> Data:
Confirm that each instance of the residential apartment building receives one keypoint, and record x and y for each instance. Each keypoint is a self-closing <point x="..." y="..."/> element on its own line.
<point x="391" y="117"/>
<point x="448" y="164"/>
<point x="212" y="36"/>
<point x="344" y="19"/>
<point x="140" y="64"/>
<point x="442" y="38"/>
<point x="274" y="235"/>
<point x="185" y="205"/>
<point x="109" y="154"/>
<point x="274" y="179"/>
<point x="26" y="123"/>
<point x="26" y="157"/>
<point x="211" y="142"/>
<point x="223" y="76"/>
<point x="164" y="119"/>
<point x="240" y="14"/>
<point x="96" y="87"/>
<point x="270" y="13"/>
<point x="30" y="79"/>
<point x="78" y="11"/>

> Directive:
Format all the rows above as a two-column CSV with the header instruction,response, writing one line per row that holds its text and its answer. Enclose each field in double quotes, and replace every line break within a field with a space.

> Answer to the exercise:
instruction,response
"Confirm that each instance of the residential apartment building receives one keypoint, and record x and y for each instance. Each keypoint is a self-closing <point x=""..."" y=""...""/> element on its own line.","<point x=""391"" y=""117""/> <point x=""448"" y=""164""/> <point x=""212"" y=""36""/> <point x=""344"" y=""19""/> <point x=""140"" y=""64""/> <point x=""442"" y=""38""/> <point x=""274"" y=""235""/> <point x=""185"" y=""205""/> <point x=""109"" y=""154""/> <point x=""274"" y=""179""/> <point x=""26"" y=""123""/> <point x=""26"" y=""157""/> <point x=""211"" y=""142""/> <point x=""223"" y=""76""/> <point x=""164"" y=""119""/> <point x=""240"" y=""14""/> <point x=""96"" y=""87""/> <point x=""270"" y=""13""/> <point x=""30"" y=""79""/> <point x=""78"" y=""11""/>"